Problem - Using the listing that follows, return every line with the word "marker".

:::::

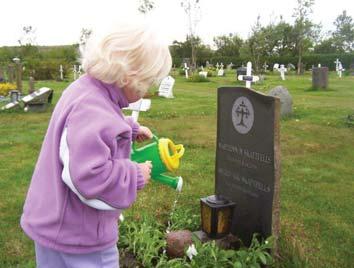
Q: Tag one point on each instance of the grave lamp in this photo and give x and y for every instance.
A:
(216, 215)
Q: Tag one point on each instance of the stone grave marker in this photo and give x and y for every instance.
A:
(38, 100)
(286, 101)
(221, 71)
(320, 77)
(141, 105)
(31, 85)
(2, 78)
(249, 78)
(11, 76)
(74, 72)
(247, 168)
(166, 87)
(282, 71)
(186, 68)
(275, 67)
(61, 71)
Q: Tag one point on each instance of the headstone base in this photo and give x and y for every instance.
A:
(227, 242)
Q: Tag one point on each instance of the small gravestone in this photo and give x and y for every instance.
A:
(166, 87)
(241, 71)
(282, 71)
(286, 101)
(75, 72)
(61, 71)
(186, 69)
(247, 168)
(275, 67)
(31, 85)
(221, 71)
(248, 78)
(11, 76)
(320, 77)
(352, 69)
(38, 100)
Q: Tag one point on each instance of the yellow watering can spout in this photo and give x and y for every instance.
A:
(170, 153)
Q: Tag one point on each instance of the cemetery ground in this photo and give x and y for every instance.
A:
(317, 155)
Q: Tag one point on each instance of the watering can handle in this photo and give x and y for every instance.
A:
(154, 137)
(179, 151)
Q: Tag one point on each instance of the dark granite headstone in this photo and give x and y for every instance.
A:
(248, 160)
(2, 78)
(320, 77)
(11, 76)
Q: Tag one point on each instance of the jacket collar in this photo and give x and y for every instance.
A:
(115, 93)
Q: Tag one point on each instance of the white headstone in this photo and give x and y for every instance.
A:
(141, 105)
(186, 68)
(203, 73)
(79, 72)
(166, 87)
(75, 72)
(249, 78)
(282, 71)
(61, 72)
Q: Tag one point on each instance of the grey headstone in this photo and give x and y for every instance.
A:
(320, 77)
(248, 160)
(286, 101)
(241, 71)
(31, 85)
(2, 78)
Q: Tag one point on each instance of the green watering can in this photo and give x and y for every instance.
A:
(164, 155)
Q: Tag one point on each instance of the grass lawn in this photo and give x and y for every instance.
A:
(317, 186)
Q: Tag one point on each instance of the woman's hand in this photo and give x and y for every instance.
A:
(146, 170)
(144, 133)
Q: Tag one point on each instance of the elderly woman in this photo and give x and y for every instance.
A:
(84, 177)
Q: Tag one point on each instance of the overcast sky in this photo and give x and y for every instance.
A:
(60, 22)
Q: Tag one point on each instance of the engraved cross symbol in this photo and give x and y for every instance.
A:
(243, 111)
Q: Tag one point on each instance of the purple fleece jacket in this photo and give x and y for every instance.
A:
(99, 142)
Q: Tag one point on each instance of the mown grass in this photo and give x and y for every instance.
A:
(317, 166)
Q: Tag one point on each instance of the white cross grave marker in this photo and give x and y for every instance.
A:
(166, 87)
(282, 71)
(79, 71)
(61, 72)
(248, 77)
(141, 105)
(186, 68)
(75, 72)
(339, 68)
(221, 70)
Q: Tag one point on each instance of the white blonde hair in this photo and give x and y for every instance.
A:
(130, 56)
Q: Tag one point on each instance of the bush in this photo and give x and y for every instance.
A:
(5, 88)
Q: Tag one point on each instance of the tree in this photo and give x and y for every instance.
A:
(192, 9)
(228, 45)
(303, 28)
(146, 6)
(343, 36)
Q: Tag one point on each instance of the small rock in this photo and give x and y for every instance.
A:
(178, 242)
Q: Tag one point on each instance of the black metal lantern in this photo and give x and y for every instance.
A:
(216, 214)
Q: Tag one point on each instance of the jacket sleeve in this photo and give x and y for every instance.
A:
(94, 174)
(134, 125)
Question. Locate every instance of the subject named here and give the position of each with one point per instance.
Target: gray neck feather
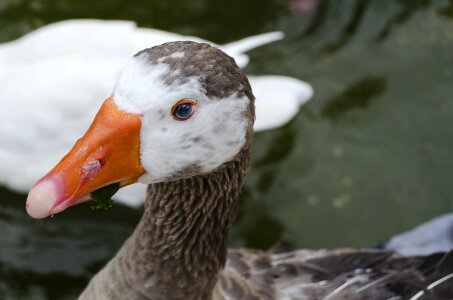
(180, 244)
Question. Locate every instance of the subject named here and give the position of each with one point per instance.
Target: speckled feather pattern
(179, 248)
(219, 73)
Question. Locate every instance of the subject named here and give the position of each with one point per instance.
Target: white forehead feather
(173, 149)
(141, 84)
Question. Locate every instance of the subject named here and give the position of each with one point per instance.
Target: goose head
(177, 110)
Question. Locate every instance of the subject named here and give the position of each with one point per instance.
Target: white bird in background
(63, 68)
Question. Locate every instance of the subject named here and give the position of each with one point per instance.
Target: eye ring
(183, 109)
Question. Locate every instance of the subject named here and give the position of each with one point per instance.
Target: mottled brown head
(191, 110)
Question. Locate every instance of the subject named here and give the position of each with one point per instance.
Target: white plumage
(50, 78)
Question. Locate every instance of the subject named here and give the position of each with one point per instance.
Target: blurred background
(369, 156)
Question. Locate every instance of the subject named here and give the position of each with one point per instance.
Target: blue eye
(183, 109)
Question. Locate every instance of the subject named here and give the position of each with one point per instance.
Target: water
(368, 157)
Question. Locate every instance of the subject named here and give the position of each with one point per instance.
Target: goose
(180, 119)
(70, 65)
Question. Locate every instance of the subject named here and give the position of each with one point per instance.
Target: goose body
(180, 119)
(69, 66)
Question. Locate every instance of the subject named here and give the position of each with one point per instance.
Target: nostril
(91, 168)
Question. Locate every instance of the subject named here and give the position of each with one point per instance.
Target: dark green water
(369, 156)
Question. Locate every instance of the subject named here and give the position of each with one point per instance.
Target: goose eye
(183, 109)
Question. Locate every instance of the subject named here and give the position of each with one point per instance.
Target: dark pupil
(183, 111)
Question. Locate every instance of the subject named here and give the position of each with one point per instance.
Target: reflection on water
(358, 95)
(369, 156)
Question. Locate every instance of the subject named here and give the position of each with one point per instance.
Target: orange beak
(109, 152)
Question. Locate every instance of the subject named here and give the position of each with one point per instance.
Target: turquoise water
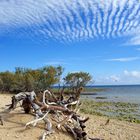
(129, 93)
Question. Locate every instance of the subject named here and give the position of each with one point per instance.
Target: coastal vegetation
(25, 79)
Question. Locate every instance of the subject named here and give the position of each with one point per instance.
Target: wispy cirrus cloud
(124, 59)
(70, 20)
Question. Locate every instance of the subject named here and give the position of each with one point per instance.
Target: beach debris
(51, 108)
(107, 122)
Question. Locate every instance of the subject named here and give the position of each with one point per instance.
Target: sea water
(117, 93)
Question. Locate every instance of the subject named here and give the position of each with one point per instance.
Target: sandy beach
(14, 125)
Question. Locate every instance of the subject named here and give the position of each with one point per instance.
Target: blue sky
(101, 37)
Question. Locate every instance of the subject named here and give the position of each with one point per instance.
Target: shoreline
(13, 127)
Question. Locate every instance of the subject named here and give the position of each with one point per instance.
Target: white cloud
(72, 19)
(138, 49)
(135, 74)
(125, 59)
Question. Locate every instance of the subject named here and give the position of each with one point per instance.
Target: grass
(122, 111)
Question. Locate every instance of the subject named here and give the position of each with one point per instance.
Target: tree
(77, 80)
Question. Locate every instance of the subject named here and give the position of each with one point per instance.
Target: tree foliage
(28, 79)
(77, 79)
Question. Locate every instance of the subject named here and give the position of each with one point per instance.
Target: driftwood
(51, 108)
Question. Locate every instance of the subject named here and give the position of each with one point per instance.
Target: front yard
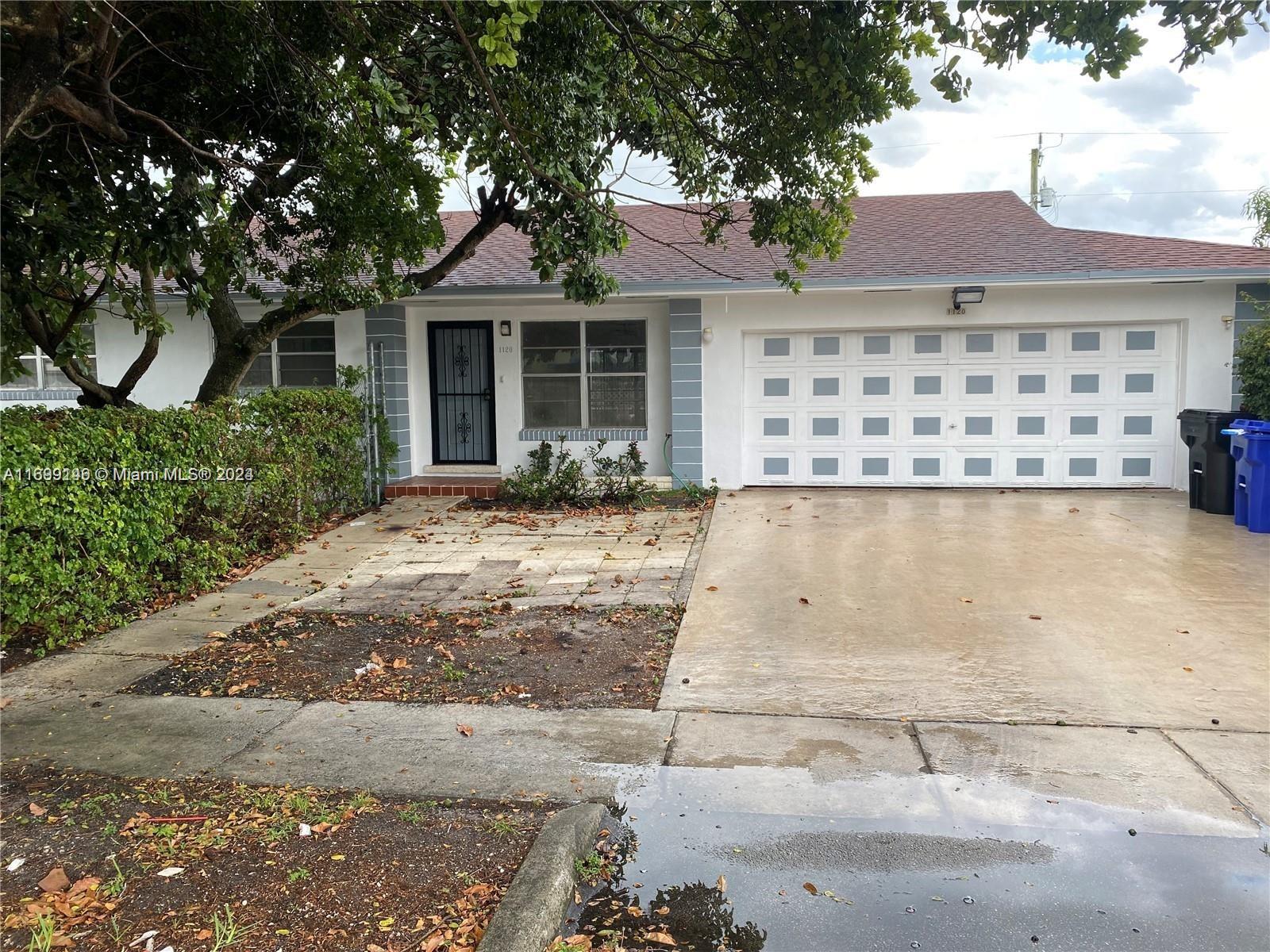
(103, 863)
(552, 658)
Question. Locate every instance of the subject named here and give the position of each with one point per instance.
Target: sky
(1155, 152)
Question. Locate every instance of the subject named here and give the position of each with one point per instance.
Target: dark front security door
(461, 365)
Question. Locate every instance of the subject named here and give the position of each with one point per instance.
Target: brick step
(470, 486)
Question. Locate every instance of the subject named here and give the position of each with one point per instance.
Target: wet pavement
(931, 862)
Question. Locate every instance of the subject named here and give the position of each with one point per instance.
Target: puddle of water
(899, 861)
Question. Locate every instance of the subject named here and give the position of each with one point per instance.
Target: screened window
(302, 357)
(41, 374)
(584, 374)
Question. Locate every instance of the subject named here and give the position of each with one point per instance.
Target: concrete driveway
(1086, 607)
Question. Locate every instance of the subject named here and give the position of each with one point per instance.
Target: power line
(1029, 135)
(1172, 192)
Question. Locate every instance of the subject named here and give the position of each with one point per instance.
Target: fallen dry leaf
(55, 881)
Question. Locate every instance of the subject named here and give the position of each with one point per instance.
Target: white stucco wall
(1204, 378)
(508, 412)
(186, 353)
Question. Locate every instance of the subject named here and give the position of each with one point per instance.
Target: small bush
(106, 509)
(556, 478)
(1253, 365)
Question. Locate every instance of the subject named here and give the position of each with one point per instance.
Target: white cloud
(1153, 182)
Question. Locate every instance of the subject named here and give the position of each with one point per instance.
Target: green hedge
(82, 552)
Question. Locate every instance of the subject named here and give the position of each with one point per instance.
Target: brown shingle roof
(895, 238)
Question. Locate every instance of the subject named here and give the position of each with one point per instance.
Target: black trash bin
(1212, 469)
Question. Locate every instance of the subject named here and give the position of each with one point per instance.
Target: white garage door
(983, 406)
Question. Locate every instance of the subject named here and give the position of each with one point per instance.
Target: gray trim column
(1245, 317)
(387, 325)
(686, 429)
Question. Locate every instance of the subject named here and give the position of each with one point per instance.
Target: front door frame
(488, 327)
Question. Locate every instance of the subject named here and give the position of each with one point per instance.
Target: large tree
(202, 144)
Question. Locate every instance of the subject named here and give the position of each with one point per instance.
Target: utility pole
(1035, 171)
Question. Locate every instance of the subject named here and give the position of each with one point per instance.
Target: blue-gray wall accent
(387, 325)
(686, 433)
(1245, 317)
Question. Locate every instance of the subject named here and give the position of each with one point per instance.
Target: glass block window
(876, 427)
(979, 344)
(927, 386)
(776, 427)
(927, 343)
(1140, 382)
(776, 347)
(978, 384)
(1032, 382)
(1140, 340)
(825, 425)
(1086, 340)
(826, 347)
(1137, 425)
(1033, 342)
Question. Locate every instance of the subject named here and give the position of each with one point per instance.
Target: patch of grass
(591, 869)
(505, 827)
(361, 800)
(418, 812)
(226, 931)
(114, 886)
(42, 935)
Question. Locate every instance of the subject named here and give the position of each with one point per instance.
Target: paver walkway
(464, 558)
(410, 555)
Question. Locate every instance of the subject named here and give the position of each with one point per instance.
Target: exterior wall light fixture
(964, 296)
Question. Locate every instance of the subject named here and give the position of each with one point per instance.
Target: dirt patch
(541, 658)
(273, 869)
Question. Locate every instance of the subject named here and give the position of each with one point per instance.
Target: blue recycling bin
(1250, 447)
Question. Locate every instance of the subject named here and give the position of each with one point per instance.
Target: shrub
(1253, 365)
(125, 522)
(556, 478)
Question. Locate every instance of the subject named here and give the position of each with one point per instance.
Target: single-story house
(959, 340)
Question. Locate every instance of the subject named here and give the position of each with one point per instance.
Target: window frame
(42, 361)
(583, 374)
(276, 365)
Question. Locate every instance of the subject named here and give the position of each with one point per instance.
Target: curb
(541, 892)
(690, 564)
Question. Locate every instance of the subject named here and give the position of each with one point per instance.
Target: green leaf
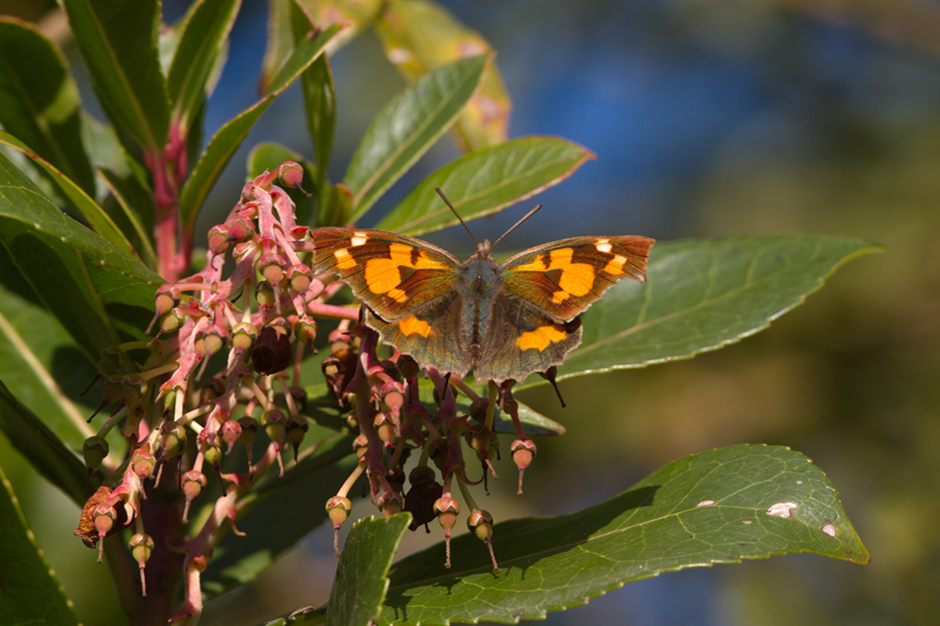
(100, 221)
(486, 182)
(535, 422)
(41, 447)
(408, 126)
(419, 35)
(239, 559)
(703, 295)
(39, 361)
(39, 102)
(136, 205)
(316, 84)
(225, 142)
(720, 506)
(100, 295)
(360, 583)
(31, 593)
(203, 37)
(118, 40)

:::::

Result of this task -
Q: Tag one point on each instance of the stone grave marker in this photo and give x and y for every instance.
Q: Tag one point on each instance of the white cross grave marker in this photo and give x and y for every instance.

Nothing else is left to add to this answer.